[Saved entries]
————
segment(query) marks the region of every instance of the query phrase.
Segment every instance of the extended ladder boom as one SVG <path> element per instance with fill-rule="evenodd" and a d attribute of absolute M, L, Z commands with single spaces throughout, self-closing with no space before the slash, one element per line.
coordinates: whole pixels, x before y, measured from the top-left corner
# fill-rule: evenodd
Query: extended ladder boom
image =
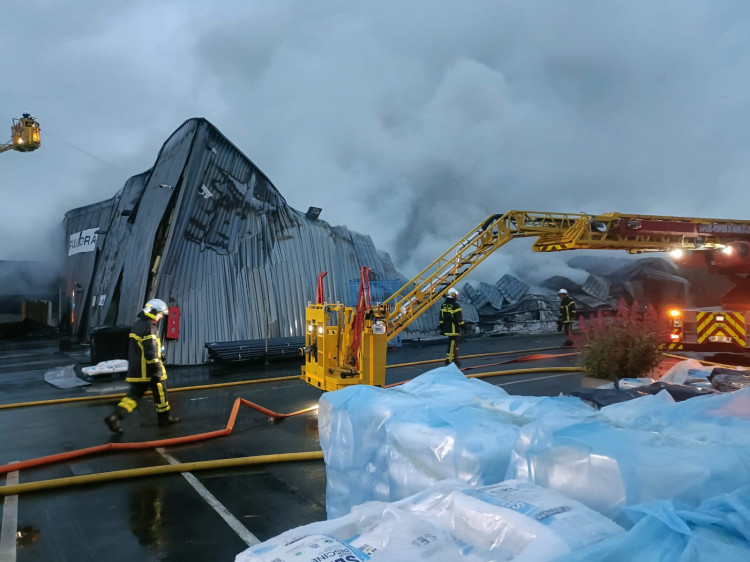
<path fill-rule="evenodd" d="M 514 238 L 536 237 L 535 252 L 576 249 L 664 252 L 723 247 L 750 236 L 750 221 L 607 213 L 508 211 L 491 215 L 383 302 L 388 339 Z"/>
<path fill-rule="evenodd" d="M 535 252 L 712 249 L 736 241 L 750 243 L 750 221 L 620 213 L 508 211 L 491 215 L 383 303 L 368 302 L 357 315 L 354 308 L 341 303 L 308 305 L 302 379 L 323 390 L 352 384 L 383 386 L 388 340 L 495 250 L 525 237 L 536 238 Z M 360 294 L 360 304 L 367 302 L 362 298 Z M 355 318 L 359 319 L 356 325 Z"/>

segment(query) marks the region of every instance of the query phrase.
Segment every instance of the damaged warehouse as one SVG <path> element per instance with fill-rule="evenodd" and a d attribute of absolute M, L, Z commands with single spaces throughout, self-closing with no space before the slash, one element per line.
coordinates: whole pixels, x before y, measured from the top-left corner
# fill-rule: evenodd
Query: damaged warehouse
<path fill-rule="evenodd" d="M 61 326 L 87 341 L 99 328 L 129 325 L 158 296 L 173 312 L 167 361 L 194 365 L 214 358 L 207 344 L 301 338 L 305 306 L 315 300 L 322 272 L 326 301 L 349 306 L 356 304 L 361 267 L 370 269 L 376 301 L 407 282 L 370 236 L 331 226 L 319 213 L 290 207 L 216 127 L 189 119 L 151 169 L 128 179 L 111 199 L 65 215 Z M 551 330 L 559 287 L 583 313 L 612 309 L 619 298 L 651 303 L 669 294 L 678 302 L 686 292 L 687 281 L 663 258 L 578 256 L 569 265 L 588 272 L 585 283 L 550 277 L 541 294 L 509 274 L 494 286 L 465 283 L 465 321 L 481 335 Z M 417 318 L 403 337 L 437 336 L 438 308 Z"/>
<path fill-rule="evenodd" d="M 107 201 L 65 215 L 63 318 L 73 337 L 129 325 L 158 296 L 170 315 L 166 359 L 207 360 L 205 344 L 304 334 L 318 275 L 327 301 L 346 302 L 360 267 L 400 284 L 372 239 L 290 207 L 271 181 L 205 119 L 183 123 L 154 166 Z M 434 334 L 435 314 L 410 334 Z"/>
<path fill-rule="evenodd" d="M 510 274 L 494 285 L 467 282 L 463 292 L 476 308 L 477 331 L 486 335 L 533 334 L 554 330 L 560 301 L 557 291 L 566 289 L 579 313 L 614 310 L 620 299 L 658 309 L 684 306 L 691 283 L 665 257 L 575 256 L 567 261 L 586 272 L 585 281 L 555 275 L 532 291 L 529 284 Z M 548 290 L 548 291 L 547 291 Z"/>

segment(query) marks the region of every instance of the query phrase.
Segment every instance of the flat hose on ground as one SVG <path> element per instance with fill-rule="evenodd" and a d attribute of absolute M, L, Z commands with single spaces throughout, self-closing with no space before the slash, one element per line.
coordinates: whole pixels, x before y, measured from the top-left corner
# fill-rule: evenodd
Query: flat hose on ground
<path fill-rule="evenodd" d="M 156 474 L 168 474 L 172 472 L 195 472 L 197 470 L 211 470 L 217 468 L 231 468 L 236 466 L 251 466 L 257 464 L 270 464 L 279 462 L 297 462 L 322 460 L 322 451 L 309 451 L 303 453 L 282 453 L 277 455 L 258 455 L 255 457 L 239 457 L 235 459 L 220 459 L 214 461 L 184 462 L 177 464 L 165 464 L 159 466 L 147 466 L 145 468 L 131 468 L 129 470 L 115 470 L 112 472 L 100 472 L 98 474 L 86 474 L 83 476 L 69 476 L 67 478 L 56 478 L 53 480 L 42 480 L 40 482 L 28 482 L 26 484 L 15 484 L 12 486 L 0 486 L 0 496 L 17 496 L 28 492 L 39 492 L 54 488 L 68 486 L 81 486 L 83 484 L 96 484 L 110 480 L 123 480 L 126 478 L 140 478 L 142 476 L 154 476 Z"/>
<path fill-rule="evenodd" d="M 45 464 L 51 464 L 60 461 L 71 460 L 87 455 L 94 455 L 98 453 L 104 453 L 107 451 L 133 451 L 141 449 L 153 449 L 156 447 L 169 447 L 171 445 L 184 445 L 185 443 L 194 443 L 196 441 L 205 441 L 206 439 L 213 439 L 214 437 L 224 437 L 232 433 L 234 428 L 234 422 L 237 419 L 237 413 L 240 406 L 247 406 L 268 415 L 272 420 L 289 418 L 312 410 L 317 410 L 318 406 L 311 406 L 304 410 L 298 410 L 290 414 L 279 414 L 272 412 L 263 406 L 259 406 L 244 398 L 237 398 L 232 405 L 232 412 L 229 414 L 229 421 L 224 429 L 218 429 L 216 431 L 209 431 L 208 433 L 198 433 L 196 435 L 186 435 L 184 437 L 172 437 L 171 439 L 159 439 L 157 441 L 141 441 L 139 443 L 105 443 L 104 445 L 97 445 L 95 447 L 88 447 L 86 449 L 78 449 L 76 451 L 67 451 L 65 453 L 58 453 L 56 455 L 49 455 L 46 457 L 39 457 L 36 459 L 29 459 L 26 461 L 13 462 L 0 466 L 0 474 L 5 474 L 14 470 L 22 470 L 24 468 L 31 468 L 33 466 L 42 466 Z"/>

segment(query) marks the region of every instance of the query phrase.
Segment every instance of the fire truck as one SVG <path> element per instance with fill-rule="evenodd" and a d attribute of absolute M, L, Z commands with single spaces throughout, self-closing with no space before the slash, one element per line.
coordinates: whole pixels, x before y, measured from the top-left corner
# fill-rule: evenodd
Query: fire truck
<path fill-rule="evenodd" d="M 318 299 L 305 311 L 305 364 L 301 378 L 326 391 L 353 384 L 385 384 L 388 341 L 438 302 L 495 250 L 534 238 L 535 252 L 625 250 L 669 252 L 678 264 L 731 272 L 736 288 L 721 310 L 671 309 L 673 350 L 710 346 L 747 349 L 750 320 L 750 221 L 606 213 L 508 211 L 487 217 L 382 303 L 370 299 L 363 268 L 355 307 Z M 322 275 L 322 274 L 321 274 Z"/>

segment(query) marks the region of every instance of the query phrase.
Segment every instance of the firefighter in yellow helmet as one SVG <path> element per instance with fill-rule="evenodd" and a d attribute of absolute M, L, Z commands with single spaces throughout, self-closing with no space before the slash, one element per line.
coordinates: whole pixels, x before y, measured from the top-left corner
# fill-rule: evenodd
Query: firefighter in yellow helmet
<path fill-rule="evenodd" d="M 458 304 L 458 291 L 448 289 L 445 293 L 445 301 L 440 307 L 440 332 L 448 336 L 448 351 L 445 354 L 445 364 L 455 363 L 460 366 L 458 360 L 458 343 L 461 338 L 461 330 L 464 325 L 464 317 L 461 305 Z"/>
<path fill-rule="evenodd" d="M 125 378 L 130 383 L 130 388 L 127 396 L 104 418 L 104 423 L 112 433 L 122 433 L 120 420 L 138 407 L 147 390 L 151 390 L 154 395 L 159 425 L 170 425 L 180 421 L 180 418 L 172 417 L 169 413 L 167 371 L 162 362 L 161 341 L 158 336 L 159 322 L 168 314 L 169 308 L 163 300 L 151 299 L 138 313 L 135 323 L 130 328 L 128 374 Z"/>
<path fill-rule="evenodd" d="M 573 322 L 576 320 L 576 303 L 570 298 L 568 291 L 560 289 L 558 292 L 560 297 L 560 317 L 557 320 L 557 331 L 565 332 L 565 342 L 563 345 L 573 345 L 572 333 L 573 333 Z"/>

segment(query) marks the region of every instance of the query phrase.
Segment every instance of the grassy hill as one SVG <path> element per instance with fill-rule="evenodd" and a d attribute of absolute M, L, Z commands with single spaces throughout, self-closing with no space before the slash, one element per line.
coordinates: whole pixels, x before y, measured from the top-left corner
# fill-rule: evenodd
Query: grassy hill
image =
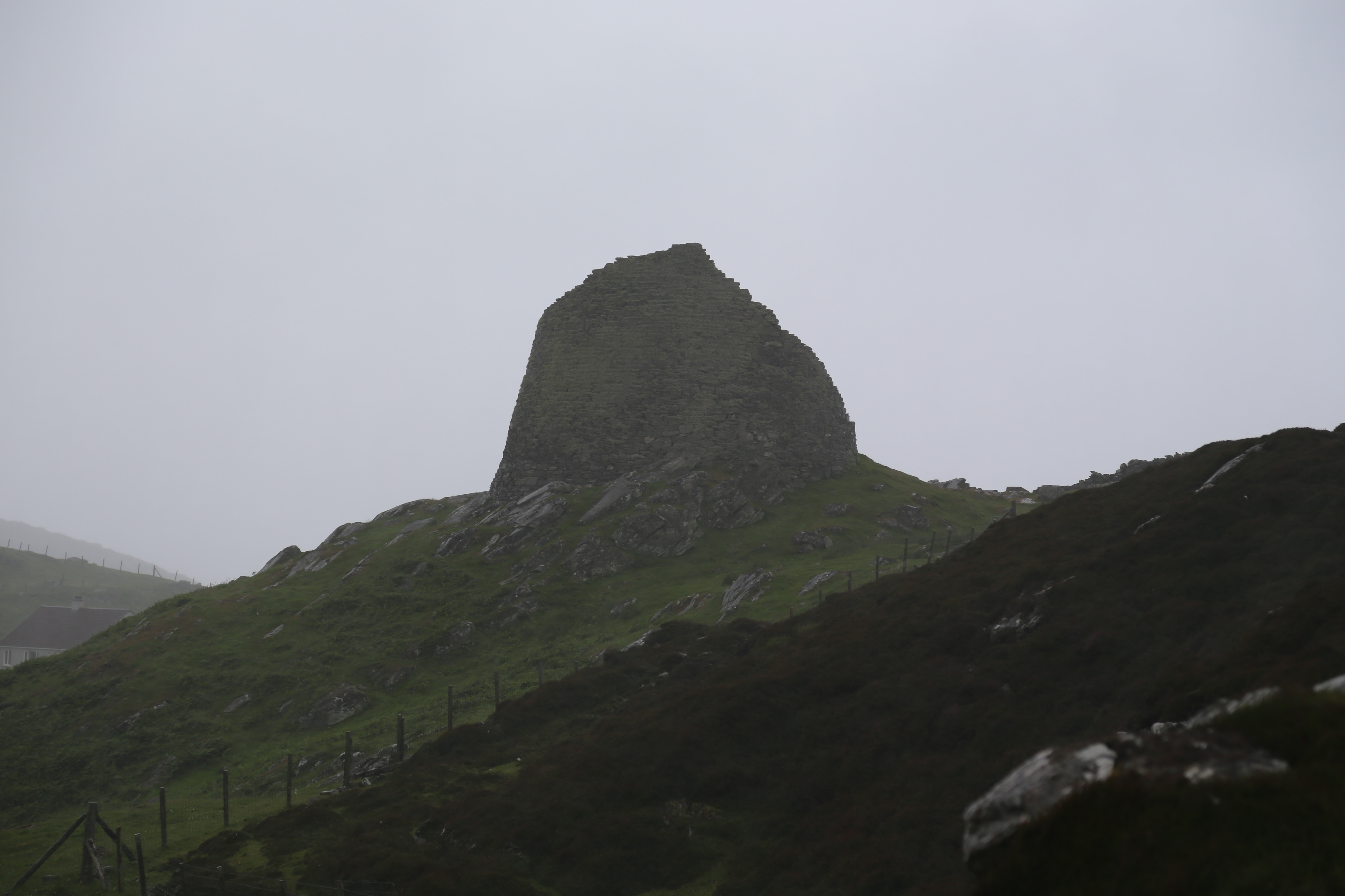
<path fill-rule="evenodd" d="M 194 587 L 190 582 L 109 570 L 79 557 L 62 560 L 0 548 L 0 637 L 39 606 L 70 606 L 74 596 L 83 596 L 89 607 L 139 611 Z"/>
<path fill-rule="evenodd" d="M 967 892 L 962 809 L 1042 746 L 1345 672 L 1342 435 L 1256 439 L 1197 492 L 1254 441 L 1205 446 L 792 619 L 663 626 L 191 860 L 412 893 Z"/>
<path fill-rule="evenodd" d="M 1197 492 L 1254 443 L 1263 450 Z M 877 482 L 888 488 L 870 492 Z M 370 708 L 336 728 L 409 711 L 425 736 L 408 764 L 210 838 L 192 862 L 406 893 L 960 893 L 974 887 L 962 809 L 1042 746 L 1345 672 L 1345 642 L 1305 634 L 1305 619 L 1341 615 L 1345 429 L 1208 445 L 997 524 L 947 562 L 857 578 L 822 606 L 798 596 L 819 570 L 866 568 L 872 514 L 911 492 L 940 502 L 923 505 L 936 525 L 983 524 L 993 509 L 865 461 L 681 557 L 547 580 L 522 614 L 516 586 L 499 584 L 514 560 L 436 559 L 433 527 L 394 541 L 440 512 L 402 508 L 328 568 L 289 575 L 296 559 L 176 598 L 7 676 L 4 721 L 20 736 L 0 743 L 0 786 L 13 818 L 100 789 L 133 798 L 175 750 L 171 789 L 208 789 L 229 762 L 245 789 L 266 790 L 286 750 L 335 755 L 335 729 L 293 720 L 350 681 Z M 562 535 L 588 533 L 576 516 L 594 497 L 572 497 Z M 822 514 L 839 501 L 847 517 Z M 792 552 L 791 532 L 831 524 L 849 529 L 831 548 Z M 667 602 L 718 596 L 760 568 L 777 574 L 736 614 L 721 619 L 710 600 L 594 660 L 648 633 Z M 639 617 L 625 615 L 631 599 Z M 1287 643 L 1267 627 L 1282 614 L 1303 650 L 1272 649 Z M 477 625 L 455 637 L 465 621 Z M 582 668 L 560 677 L 570 662 Z M 510 700 L 487 719 L 496 668 Z M 448 684 L 483 724 L 433 732 Z M 369 747 L 387 743 L 386 725 L 367 728 Z"/>
<path fill-rule="evenodd" d="M 706 484 L 730 478 L 709 472 Z M 597 489 L 566 496 L 570 510 L 550 544 L 611 535 L 639 512 L 625 508 L 581 525 L 597 497 Z M 842 502 L 851 505 L 842 516 L 823 513 Z M 744 572 L 768 570 L 773 579 L 736 615 L 787 618 L 818 602 L 819 590 L 798 592 L 820 571 L 853 570 L 859 584 L 873 576 L 878 551 L 894 560 L 884 571 L 900 568 L 907 536 L 876 519 L 908 502 L 928 523 L 909 536 L 912 566 L 924 563 L 915 559 L 917 548 L 935 531 L 936 552 L 950 535 L 956 548 L 1005 508 L 999 498 L 944 492 L 865 458 L 843 478 L 764 505 L 759 523 L 706 529 L 682 556 L 629 552 L 628 568 L 585 582 L 554 568 L 527 579 L 521 596 L 515 566 L 533 548 L 494 560 L 479 551 L 512 527 L 479 525 L 472 549 L 434 556 L 463 525 L 443 523 L 452 504 L 413 501 L 321 551 L 300 557 L 296 548 L 260 575 L 157 603 L 77 650 L 0 676 L 8 732 L 0 740 L 0 823 L 65 811 L 90 794 L 130 805 L 153 783 L 175 794 L 215 793 L 221 764 L 235 782 L 274 787 L 274 775 L 262 780 L 262 772 L 277 756 L 340 752 L 346 728 L 355 728 L 360 750 L 389 736 L 397 712 L 413 735 L 440 728 L 451 685 L 457 719 L 483 719 L 496 672 L 503 696 L 516 697 L 535 686 L 538 662 L 546 677 L 592 664 L 601 650 L 656 627 L 651 617 L 689 595 L 697 596 L 670 615 L 685 610 L 677 618 L 714 623 L 728 584 Z M 436 521 L 416 529 L 425 520 Z M 800 529 L 827 527 L 830 548 L 800 553 L 791 543 Z M 823 590 L 845 587 L 843 579 Z M 358 716 L 336 728 L 299 724 L 315 701 L 347 684 L 367 703 Z M 226 712 L 245 695 L 241 708 Z"/>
————
Task instructions: Reproduce everything from the start of the records down to the line containing "535 252 L 712", both ends included. Keep the request lines unchanged, multiply each coordinate in the outline answers by 1.45 and round to whole numbers with halves going up, and omit the pictures.

Problem solution:
segment(query) marks the region of every instance of the query phrase.
Segment every instance of the extended ladder boom as one SVG <path> element per instance with fill-rule="evenodd" and a d attribute of absolute M, L, Z commands with single spaces throughout, self-closing with no space before the slash, one element per line.
coordinates: whole pixels, x before y, measured from the top-left corner
# fill-rule: evenodd
Query: extended ladder boom
image =
<path fill-rule="evenodd" d="M 745 345 L 777 344 L 776 365 L 835 361 L 963 365 L 1048 358 L 1088 342 L 1088 320 L 880 309 L 737 306 L 712 312 L 555 438 L 563 492 Z"/>
<path fill-rule="evenodd" d="M 776 365 L 1032 361 L 1067 349 L 1088 352 L 1088 320 L 899 309 L 737 306 L 712 312 L 555 439 L 534 438 L 518 457 L 513 447 L 494 439 L 447 442 L 438 550 L 468 566 L 510 557 L 555 560 L 563 493 L 718 363 L 761 344 L 777 345 Z M 522 426 L 522 441 L 532 438 L 525 432 Z M 515 461 L 521 463 L 516 471 Z"/>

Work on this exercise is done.